**本文:**

ストレス限界サインを感じたら、こう対処しよう
質の良い睡眠をとる
好きな物を食べる
気が合う人と会う
などの方法で、ストレスを発散しましょう。
ストレス対処法① 質の良い睡眠をとる
ストレスの解消には、十分な睡眠が大切です。
質の良い睡眠をとれるよう、就寝前には
ゆっくり入浴する
リラックスを設ける
スマホよりも本を読む
の3つの点を心がけましょう。
湯船にゆっくり入浴する
湯船につかって、ゆっくりと温まりましょう。
時間や体力がないときは、熱めのシャワーを首元に数分当ててください。
入浴が終わったら、冷えないように着替え、水分補給をしましょう。
リラックスタイムを設ける
ゆっくりできる場所に腰を掛けて、気持ちを休めましょう。
好きな音楽やテレビを楽しむのもおすすめです。
スマホよりも雑誌や本を読む
就寝直前はスマホではなく、読書が適しています。
インターネットは情報がどんどん入ってくるため、過度な刺激になってしまいます。
眠気を感じたら、電気を消して早めに入眠しましょう。
ストレス対処法② 好きなものを食べる
好きなものを食べると、ストレスが和らぎます。
※ただし、暴飲暴食は控えてください。
食欲がないときは無理せず、食べられるものを食べましょう。
軽く運動すると、食欲が湧きやすくなります。
反対に、カフェインの強いものはしばらく控えてください。
過度のアルコール摂取も、睡眠の質を低下させる原因となるため、注意しましょう。
ストレス対処法③ 気が合う友人と過ごす
悩みを誰かに相談することも、ストレス解消につながります。
こんなときは病院へ!

**一覧の抜粋:**
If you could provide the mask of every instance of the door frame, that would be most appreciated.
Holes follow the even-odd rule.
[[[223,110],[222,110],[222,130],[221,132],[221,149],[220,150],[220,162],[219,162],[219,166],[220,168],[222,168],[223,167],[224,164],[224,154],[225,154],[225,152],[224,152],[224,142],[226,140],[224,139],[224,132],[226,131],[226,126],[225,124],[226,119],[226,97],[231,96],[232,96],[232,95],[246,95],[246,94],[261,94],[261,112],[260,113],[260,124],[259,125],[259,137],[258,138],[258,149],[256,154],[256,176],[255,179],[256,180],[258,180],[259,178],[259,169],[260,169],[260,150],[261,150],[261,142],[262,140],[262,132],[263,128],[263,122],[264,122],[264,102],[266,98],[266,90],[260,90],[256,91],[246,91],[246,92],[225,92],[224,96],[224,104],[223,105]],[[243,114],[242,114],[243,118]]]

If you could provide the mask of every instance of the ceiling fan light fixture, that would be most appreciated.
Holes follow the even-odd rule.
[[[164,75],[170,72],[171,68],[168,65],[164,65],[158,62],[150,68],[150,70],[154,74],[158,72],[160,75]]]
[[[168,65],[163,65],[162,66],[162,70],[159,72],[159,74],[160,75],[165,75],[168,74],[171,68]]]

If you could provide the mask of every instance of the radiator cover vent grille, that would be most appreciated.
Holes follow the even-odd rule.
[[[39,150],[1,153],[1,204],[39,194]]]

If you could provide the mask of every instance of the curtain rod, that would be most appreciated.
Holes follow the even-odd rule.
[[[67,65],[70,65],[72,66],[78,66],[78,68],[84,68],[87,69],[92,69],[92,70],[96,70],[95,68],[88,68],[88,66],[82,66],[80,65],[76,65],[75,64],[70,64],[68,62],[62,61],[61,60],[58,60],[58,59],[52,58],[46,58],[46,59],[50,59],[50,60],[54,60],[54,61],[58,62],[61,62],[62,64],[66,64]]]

**課題のねらい:** 本文では、湯船につかる時間や体力がないときにどうするよう勧めているか、答えてください。

**解答欄:** 熱めのシャワーを首元に数分当てる。